Collect every line of the rows below that contains the word "outline", and copy each such line in full.
****
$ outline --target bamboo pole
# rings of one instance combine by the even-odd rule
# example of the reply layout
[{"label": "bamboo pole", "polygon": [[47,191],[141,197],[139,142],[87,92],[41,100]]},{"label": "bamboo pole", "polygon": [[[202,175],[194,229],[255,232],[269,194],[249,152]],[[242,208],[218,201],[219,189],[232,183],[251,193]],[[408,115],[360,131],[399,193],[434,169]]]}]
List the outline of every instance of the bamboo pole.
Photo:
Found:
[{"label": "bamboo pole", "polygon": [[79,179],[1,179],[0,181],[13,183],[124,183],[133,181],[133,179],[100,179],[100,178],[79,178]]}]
****
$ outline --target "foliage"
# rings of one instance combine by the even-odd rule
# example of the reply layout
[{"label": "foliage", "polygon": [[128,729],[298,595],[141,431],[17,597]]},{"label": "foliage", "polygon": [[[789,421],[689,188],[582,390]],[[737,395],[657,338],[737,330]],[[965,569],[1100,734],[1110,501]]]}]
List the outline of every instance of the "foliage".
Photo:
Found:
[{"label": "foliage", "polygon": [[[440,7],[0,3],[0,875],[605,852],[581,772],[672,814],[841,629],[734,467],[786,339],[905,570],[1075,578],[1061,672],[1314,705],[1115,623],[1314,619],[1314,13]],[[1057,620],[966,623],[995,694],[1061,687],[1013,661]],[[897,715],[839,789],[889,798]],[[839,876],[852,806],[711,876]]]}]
****
> **Worked solution**
$ outline --target bamboo pole
List the outline of every instance of the bamboo pole.
$ outline --target "foliage"
List the outline of every instance of the "foliage".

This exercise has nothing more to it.